:: TEXT PROVIDED ::
* * * * * * * * *
Southern Ry. Co. v. Burgess
Court | Supreme Court of Alabama |
Writing for the Court | DENSON, J. |
Citation | 42 So. 35,143 Ala. 364 |
Parties | SOUTHERN RY. CO. v. BURGESS. |
Decision Date | 18 May 1905 |
42 So. 35
143 Ala. 364
SOUTHERN RY. CO.
v.
BURGESS.
Supreme Court of Alabama
May 18, 1905
Appeal from Circuit Court, Jefferson County; A. A. Coleman, Judge.
"To be officially reported."
Action by Cora Burgess against the Southern Railway Company, for injuries received while a passenger on a freight train of defendant. From a judgment for plaintiff, defendant appeals. Affirmed.
The complaint, after stating that the relation of passenger and carrier existed, alleges: "The defendant so negligently conducted itself in and about such business that, while plaintiff was engaged in and about disembarking from said train at North Birmingham, said train was struck, shaken, or jolted, and plaintiff was thrown or caused to fall," etc. Demurrers of defendant are indicated by the opinion. These being overruled, issue was joined on the general issue and four pleas of contributory negligence. The evidence for the plaintiff tended to show that she took passage on a freight train operated by the defendant, occupying a seat in the caboose, which was attached thereto for carrying passengers. That, on coming to North Birmingham, her destination, the train stopped; the engine being beyond the station, and the caboose about 100 yards therefrom. That the conductor and other passengers left the caboose, and plaintiff's husband looked out and saw that the engine was detached, and plaintiff prepared to leave, and while standing gathering up her bundles, there was a jar or lurch of the car, causing her to fall and become injured. There was testimony tending to show the custom of the defendant in stopping its train at such a point and in the way it was stopped. The testimony of the conductor was that it was customary to pull the caboose up to the station when there was any lady passengers aboard, and that he announced before leaving the train that the train would be pulled up to the station. The plaintiff denied having heard this.
* * * * * * * * *
:: RECORDS SUPPLIED ::
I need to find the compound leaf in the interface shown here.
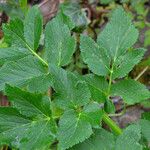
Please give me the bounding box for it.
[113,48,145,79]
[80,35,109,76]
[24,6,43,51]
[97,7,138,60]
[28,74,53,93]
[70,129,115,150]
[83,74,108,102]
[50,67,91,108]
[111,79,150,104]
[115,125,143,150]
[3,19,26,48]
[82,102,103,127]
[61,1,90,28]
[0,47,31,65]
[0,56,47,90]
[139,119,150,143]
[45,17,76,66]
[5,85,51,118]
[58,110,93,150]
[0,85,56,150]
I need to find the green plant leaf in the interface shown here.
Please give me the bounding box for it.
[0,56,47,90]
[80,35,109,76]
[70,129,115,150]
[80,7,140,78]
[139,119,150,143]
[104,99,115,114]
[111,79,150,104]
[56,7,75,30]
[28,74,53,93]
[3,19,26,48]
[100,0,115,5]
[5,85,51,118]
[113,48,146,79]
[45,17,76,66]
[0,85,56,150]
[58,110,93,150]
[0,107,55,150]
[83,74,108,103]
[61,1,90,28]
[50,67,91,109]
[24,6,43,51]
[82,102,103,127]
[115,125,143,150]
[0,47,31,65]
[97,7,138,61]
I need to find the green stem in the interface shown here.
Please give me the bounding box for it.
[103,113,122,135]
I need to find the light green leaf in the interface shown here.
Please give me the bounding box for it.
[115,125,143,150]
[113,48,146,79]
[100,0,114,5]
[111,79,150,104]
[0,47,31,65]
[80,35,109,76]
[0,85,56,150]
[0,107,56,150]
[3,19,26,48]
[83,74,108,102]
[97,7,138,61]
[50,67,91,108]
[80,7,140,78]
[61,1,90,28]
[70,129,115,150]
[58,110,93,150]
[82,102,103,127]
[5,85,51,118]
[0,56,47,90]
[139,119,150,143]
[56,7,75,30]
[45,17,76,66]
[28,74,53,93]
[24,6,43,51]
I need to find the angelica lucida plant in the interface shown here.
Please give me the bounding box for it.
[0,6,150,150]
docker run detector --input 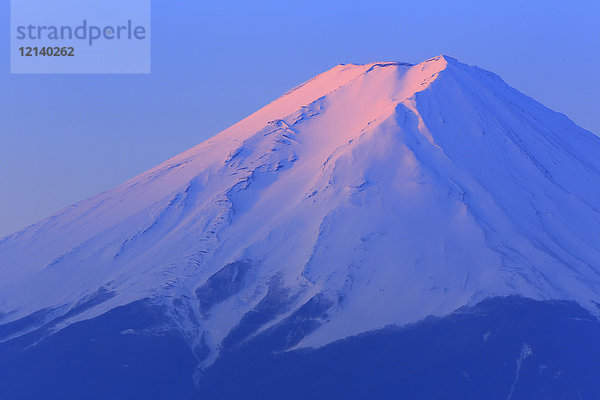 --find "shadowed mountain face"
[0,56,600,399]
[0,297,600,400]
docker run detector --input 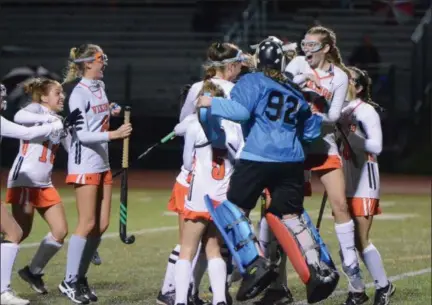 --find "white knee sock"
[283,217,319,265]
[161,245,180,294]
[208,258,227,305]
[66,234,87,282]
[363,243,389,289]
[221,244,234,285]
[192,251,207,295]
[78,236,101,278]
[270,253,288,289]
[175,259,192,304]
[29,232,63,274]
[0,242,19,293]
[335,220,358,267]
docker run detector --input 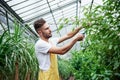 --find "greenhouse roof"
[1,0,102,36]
* * * * * * * * *
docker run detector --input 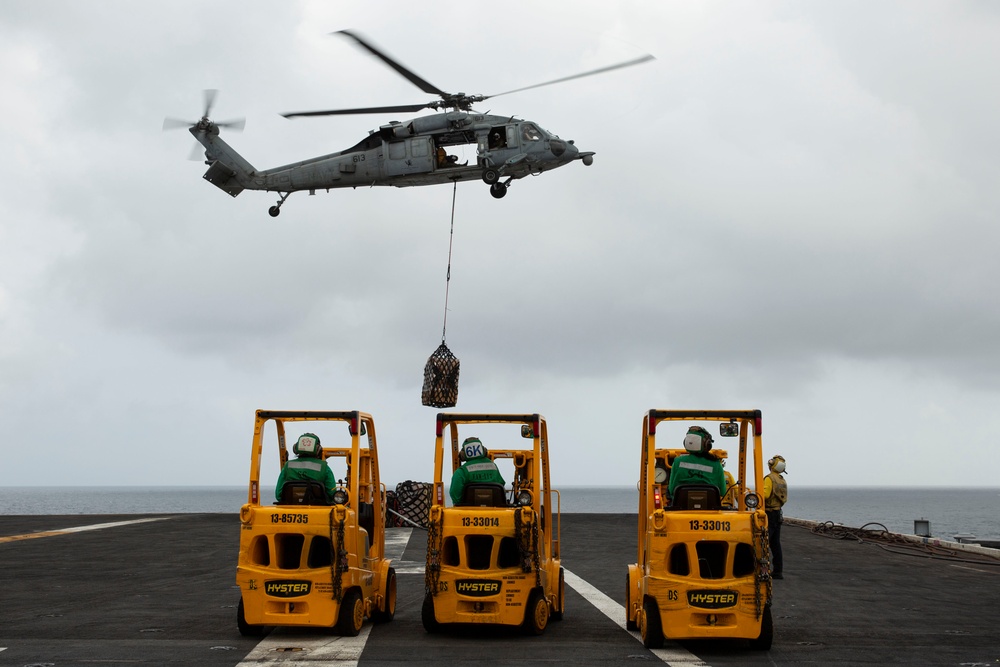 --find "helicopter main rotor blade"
* * * * * * * * *
:: TO BE DONE ::
a – In the court case text, about how far from the station was the caboose when the train stopped at North Birmingham?
b – Which lines of the rows contain the string "here"? Copy every such line, and treat uppercase and lowercase as different.

:: LIST OF SOLUTIONS ::
a – About 100 yards.

b –
I need to find the compound leaf in the interface shown here.
I need to find the green plant leaf in the interface shown here.
I need to find the green stem in the interface shown here.
I need to find the light green leaf in the interface shown here.
I need to find the angelica lucida plant in the interface shown here.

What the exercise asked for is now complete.